--- begin ---

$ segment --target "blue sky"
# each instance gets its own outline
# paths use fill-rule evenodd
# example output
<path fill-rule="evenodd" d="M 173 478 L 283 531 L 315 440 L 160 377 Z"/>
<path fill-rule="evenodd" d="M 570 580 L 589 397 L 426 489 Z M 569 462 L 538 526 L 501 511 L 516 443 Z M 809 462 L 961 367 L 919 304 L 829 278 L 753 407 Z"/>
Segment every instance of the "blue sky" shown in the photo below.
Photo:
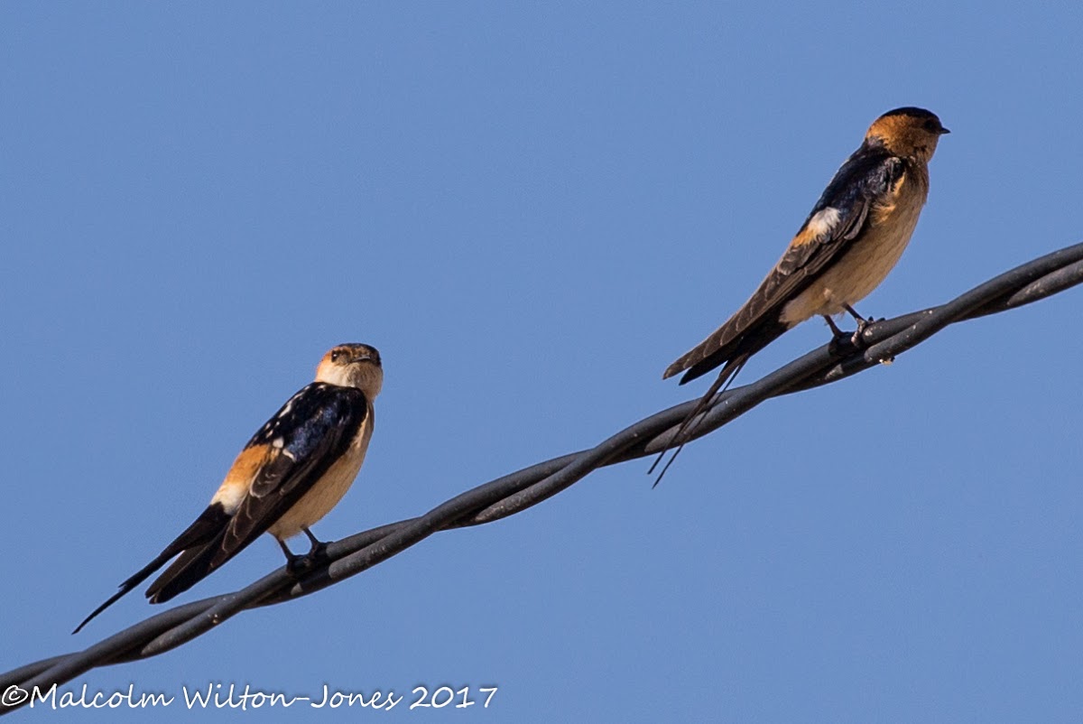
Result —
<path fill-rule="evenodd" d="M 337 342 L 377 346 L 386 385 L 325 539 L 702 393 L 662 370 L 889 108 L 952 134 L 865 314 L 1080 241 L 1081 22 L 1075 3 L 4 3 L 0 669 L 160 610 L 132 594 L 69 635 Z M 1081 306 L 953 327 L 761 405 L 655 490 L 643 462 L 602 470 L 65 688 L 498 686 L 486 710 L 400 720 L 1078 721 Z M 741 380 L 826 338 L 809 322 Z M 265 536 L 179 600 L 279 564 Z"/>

--- end ---
--- begin ---

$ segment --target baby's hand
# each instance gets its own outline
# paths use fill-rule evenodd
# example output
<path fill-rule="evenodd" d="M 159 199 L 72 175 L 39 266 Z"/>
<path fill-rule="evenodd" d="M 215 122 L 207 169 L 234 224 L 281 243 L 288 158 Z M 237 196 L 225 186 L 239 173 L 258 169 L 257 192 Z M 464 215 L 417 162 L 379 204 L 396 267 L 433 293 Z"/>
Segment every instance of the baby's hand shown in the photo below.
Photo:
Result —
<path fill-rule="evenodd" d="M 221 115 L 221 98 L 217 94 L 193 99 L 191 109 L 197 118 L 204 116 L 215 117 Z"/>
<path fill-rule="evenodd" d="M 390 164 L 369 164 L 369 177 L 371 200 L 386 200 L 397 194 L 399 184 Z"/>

--- end ---

◆ **YOUR GOAL**:
Transcribe the data from the line containing "--target baby's hand" through the line containing "390 164 L 369", keeping every character as it stands.

◆ **RESPONSE BELOW**:
$ segment --target baby's hand
# each instance gets its own outline
# paths use fill-rule evenodd
# example output
<path fill-rule="evenodd" d="M 159 199 L 72 175 L 39 266 Z"/>
<path fill-rule="evenodd" d="M 215 122 L 207 169 L 234 224 L 281 243 L 288 158 Z M 237 196 L 225 186 L 239 173 L 258 169 L 257 192 Z M 464 215 L 417 162 L 379 204 L 396 267 L 433 293 Z"/>
Segment every instance of the baby's hand shown in the photo below.
Photo:
Result —
<path fill-rule="evenodd" d="M 221 115 L 221 98 L 217 94 L 193 99 L 191 109 L 197 118 L 204 116 L 215 117 Z"/>
<path fill-rule="evenodd" d="M 390 164 L 369 164 L 369 177 L 371 200 L 386 200 L 397 194 L 399 184 Z"/>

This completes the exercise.